[DATASET CONTENT]
--
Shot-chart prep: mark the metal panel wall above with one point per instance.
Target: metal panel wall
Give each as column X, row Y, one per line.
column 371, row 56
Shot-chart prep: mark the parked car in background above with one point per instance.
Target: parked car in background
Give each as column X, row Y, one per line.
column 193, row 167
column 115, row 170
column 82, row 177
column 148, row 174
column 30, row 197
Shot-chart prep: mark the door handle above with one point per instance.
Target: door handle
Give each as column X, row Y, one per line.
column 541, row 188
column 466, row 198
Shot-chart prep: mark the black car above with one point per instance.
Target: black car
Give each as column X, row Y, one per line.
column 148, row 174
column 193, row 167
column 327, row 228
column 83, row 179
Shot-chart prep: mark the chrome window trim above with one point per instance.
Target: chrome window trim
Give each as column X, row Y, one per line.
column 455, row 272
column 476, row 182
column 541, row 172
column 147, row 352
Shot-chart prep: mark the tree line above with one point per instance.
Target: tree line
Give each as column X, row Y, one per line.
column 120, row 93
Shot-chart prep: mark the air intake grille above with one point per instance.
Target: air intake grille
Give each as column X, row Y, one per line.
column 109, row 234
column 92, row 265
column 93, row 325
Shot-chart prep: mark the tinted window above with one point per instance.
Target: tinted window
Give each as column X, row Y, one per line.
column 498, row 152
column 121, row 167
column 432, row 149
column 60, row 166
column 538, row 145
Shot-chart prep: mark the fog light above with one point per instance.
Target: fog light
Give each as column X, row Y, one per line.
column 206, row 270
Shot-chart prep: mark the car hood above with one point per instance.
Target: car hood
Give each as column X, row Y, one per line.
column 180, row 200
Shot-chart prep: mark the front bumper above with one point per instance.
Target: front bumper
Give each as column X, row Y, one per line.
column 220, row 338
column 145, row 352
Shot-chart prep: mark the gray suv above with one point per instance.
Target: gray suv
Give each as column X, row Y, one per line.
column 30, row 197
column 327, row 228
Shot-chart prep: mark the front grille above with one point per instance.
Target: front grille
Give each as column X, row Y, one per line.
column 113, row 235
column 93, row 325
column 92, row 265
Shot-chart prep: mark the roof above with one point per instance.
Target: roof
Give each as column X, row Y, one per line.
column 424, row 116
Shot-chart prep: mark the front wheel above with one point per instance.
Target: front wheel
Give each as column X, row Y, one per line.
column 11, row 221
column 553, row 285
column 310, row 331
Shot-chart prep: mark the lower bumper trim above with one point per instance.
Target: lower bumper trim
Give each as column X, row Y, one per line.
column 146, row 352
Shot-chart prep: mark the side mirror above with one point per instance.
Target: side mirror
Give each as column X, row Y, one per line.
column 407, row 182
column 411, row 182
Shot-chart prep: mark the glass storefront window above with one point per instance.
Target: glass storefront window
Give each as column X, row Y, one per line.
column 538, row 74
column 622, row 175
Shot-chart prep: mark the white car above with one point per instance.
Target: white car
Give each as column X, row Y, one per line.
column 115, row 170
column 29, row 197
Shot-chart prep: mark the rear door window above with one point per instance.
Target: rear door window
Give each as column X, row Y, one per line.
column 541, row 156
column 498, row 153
--
[TASK DESCRIPTION] Edit the part of the records that opens with the line containing "Shot-chart prep: mark the white" and closes at the end of the records, replacing "rear door window" with "back door window" and leaving all else unchanged. Return only that part.

[OUTPUT BELOW]
Shot-chart prep: mark the white car above with one point per instance.
Target: white car
Give each as column X, row Y, one per line.
column 115, row 170
column 29, row 197
Shot-chart prep: mark the back door window above with one point per instance.
Target: back door window
Give each as column X, row Y, one per line.
column 541, row 156
column 498, row 153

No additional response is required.